Exactly reproduce each entry, leaving out nothing.
============
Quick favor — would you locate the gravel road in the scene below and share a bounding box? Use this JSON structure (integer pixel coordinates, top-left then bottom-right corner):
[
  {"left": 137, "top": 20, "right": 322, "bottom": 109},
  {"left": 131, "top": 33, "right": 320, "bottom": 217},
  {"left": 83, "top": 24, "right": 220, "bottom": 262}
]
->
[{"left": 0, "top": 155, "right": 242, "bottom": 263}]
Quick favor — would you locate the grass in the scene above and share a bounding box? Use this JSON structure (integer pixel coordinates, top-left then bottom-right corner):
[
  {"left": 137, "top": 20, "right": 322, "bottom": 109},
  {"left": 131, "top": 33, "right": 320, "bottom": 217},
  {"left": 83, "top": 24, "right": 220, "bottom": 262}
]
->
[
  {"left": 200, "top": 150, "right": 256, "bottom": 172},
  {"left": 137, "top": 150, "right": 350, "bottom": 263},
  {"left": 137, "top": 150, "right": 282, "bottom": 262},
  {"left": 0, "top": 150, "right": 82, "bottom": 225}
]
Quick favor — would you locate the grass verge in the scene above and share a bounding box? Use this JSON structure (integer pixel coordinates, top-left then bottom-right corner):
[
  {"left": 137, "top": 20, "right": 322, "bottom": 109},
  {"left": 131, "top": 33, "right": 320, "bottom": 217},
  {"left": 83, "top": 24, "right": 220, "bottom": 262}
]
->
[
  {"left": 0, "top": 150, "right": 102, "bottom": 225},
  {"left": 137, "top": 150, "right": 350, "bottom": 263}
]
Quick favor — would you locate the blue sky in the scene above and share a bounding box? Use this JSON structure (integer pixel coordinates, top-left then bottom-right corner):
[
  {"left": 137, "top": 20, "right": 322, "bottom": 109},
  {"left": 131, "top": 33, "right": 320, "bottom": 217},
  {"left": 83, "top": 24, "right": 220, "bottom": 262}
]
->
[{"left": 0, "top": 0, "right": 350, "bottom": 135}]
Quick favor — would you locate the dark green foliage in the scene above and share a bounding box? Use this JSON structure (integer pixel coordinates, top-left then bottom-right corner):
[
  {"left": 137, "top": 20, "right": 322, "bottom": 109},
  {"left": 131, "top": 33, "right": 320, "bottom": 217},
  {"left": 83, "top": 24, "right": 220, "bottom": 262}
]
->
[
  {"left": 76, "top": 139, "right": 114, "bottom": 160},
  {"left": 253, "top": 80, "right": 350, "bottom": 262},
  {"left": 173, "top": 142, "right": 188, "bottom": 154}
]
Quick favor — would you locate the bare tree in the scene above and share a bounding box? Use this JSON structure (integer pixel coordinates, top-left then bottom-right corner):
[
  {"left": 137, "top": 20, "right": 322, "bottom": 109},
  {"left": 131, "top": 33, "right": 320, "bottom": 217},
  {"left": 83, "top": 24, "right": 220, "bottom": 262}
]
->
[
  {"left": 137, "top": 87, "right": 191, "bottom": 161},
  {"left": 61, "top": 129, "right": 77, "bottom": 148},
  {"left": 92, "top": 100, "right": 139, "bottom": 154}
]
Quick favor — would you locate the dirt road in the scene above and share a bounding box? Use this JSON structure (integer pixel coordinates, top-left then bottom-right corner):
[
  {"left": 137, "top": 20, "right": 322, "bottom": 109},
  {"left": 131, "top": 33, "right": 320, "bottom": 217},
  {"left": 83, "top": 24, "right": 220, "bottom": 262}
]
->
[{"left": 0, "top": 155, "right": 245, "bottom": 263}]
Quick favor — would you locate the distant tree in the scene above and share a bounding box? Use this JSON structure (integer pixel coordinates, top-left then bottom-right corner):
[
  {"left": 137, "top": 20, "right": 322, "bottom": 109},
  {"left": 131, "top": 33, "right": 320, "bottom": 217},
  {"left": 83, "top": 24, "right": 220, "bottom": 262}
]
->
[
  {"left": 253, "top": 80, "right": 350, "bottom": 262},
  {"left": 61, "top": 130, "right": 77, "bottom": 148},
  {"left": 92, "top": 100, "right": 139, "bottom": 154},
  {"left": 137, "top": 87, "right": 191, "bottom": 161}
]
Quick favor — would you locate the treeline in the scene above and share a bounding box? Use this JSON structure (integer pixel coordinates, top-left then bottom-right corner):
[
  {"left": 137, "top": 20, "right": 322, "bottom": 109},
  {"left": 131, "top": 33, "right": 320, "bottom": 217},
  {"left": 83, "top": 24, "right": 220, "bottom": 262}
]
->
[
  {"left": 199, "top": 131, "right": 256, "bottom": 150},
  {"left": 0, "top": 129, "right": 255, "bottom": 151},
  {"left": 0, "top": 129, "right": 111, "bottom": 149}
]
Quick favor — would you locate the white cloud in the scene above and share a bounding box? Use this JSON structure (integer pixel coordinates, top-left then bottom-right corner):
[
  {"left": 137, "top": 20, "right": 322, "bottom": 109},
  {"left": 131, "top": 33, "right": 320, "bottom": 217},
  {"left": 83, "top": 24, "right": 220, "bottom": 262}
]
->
============
§ Reply to the exercise:
Quick favor — would you locate the gravel road in the scene below and share a bounding box? Use this JSON structure (integer pixel coordinates, top-left then bottom-right corner):
[
  {"left": 137, "top": 20, "right": 322, "bottom": 109},
  {"left": 131, "top": 33, "right": 320, "bottom": 217},
  {"left": 83, "top": 24, "right": 220, "bottom": 262}
]
->
[{"left": 0, "top": 155, "right": 242, "bottom": 263}]
Quick favor — would you locate the grass in the scene above and share a bounding box? Use this JSON structure (integer pixel coordinates, top-left then bottom-right corner):
[
  {"left": 137, "top": 20, "right": 322, "bottom": 109},
  {"left": 131, "top": 33, "right": 320, "bottom": 217},
  {"left": 83, "top": 24, "right": 220, "bottom": 262}
]
->
[
  {"left": 200, "top": 150, "right": 256, "bottom": 172},
  {"left": 137, "top": 150, "right": 350, "bottom": 263},
  {"left": 137, "top": 150, "right": 282, "bottom": 262},
  {"left": 0, "top": 150, "right": 82, "bottom": 225}
]
Quick favor — would you locate the grass verge in the scene above and share a bounding box? Use this JSON structure (integer pixel coordinates, top-left then bottom-right corner):
[
  {"left": 137, "top": 20, "right": 322, "bottom": 109},
  {"left": 131, "top": 33, "right": 320, "bottom": 217},
  {"left": 83, "top": 24, "right": 220, "bottom": 262}
]
->
[
  {"left": 0, "top": 150, "right": 102, "bottom": 225},
  {"left": 137, "top": 150, "right": 350, "bottom": 263}
]
Quick favor — would you locate the blue sky in the scene above and share a bounding box? Use this JSON structure (integer pixel coordinates, top-left then bottom-right corner):
[
  {"left": 137, "top": 20, "right": 322, "bottom": 109},
  {"left": 131, "top": 33, "right": 320, "bottom": 217},
  {"left": 83, "top": 24, "right": 220, "bottom": 262}
]
->
[{"left": 0, "top": 0, "right": 350, "bottom": 135}]
Quick favor — would you locate the dark green foliage in the scene above and share a bounding box? Use this JSON structure (integer pixel coordinates, top-left then bottom-right corner):
[
  {"left": 137, "top": 20, "right": 322, "bottom": 109},
  {"left": 131, "top": 33, "right": 320, "bottom": 217},
  {"left": 83, "top": 24, "right": 220, "bottom": 262}
]
->
[
  {"left": 76, "top": 139, "right": 114, "bottom": 160},
  {"left": 253, "top": 80, "right": 350, "bottom": 262},
  {"left": 173, "top": 142, "right": 188, "bottom": 154}
]
Quick favor — would you locate the bare tree in the scene above and share a bounding box? Use this JSON structure (integer pixel coordinates, top-left then bottom-right corner):
[
  {"left": 137, "top": 20, "right": 322, "bottom": 109},
  {"left": 131, "top": 33, "right": 320, "bottom": 217},
  {"left": 83, "top": 24, "right": 220, "bottom": 262}
]
->
[
  {"left": 137, "top": 87, "right": 191, "bottom": 161},
  {"left": 61, "top": 129, "right": 77, "bottom": 148},
  {"left": 92, "top": 100, "right": 139, "bottom": 154}
]
Quick favor — would you locate the dirt road in the scene above and share a bounding box? Use this JSON structure (integer pixel coordinates, top-left then bottom-right corner):
[
  {"left": 137, "top": 20, "right": 322, "bottom": 109},
  {"left": 131, "top": 33, "right": 320, "bottom": 217},
  {"left": 83, "top": 24, "right": 220, "bottom": 262}
]
->
[{"left": 0, "top": 155, "right": 245, "bottom": 263}]
Quick favor — would you locate the distant tree in the scene above and share a bounding box? Use this JSON structure (integer pixel coordinates, top-left then bottom-right corner):
[
  {"left": 137, "top": 20, "right": 322, "bottom": 109},
  {"left": 131, "top": 33, "right": 320, "bottom": 217},
  {"left": 83, "top": 24, "right": 220, "bottom": 262}
]
->
[
  {"left": 253, "top": 80, "right": 350, "bottom": 262},
  {"left": 61, "top": 130, "right": 77, "bottom": 148},
  {"left": 92, "top": 100, "right": 139, "bottom": 154},
  {"left": 137, "top": 87, "right": 191, "bottom": 161}
]
Quick favor — would you locate the treeline in the scene above and share a bounding box? Use this JSON structure (integer pixel coordinates, top-left then bottom-right corner):
[
  {"left": 137, "top": 20, "right": 322, "bottom": 109},
  {"left": 131, "top": 33, "right": 320, "bottom": 217},
  {"left": 83, "top": 24, "right": 220, "bottom": 262}
]
->
[
  {"left": 199, "top": 131, "right": 256, "bottom": 150},
  {"left": 0, "top": 129, "right": 255, "bottom": 151},
  {"left": 0, "top": 129, "right": 111, "bottom": 149}
]
Quick favor — would you locate the white cloud in the scene above and share a bounding box? Use this JSON structure (integer pixel coordinates, top-left then bottom-right corner):
[
  {"left": 137, "top": 20, "right": 322, "bottom": 109},
  {"left": 131, "top": 33, "right": 320, "bottom": 217},
  {"left": 83, "top": 24, "right": 220, "bottom": 262}
]
->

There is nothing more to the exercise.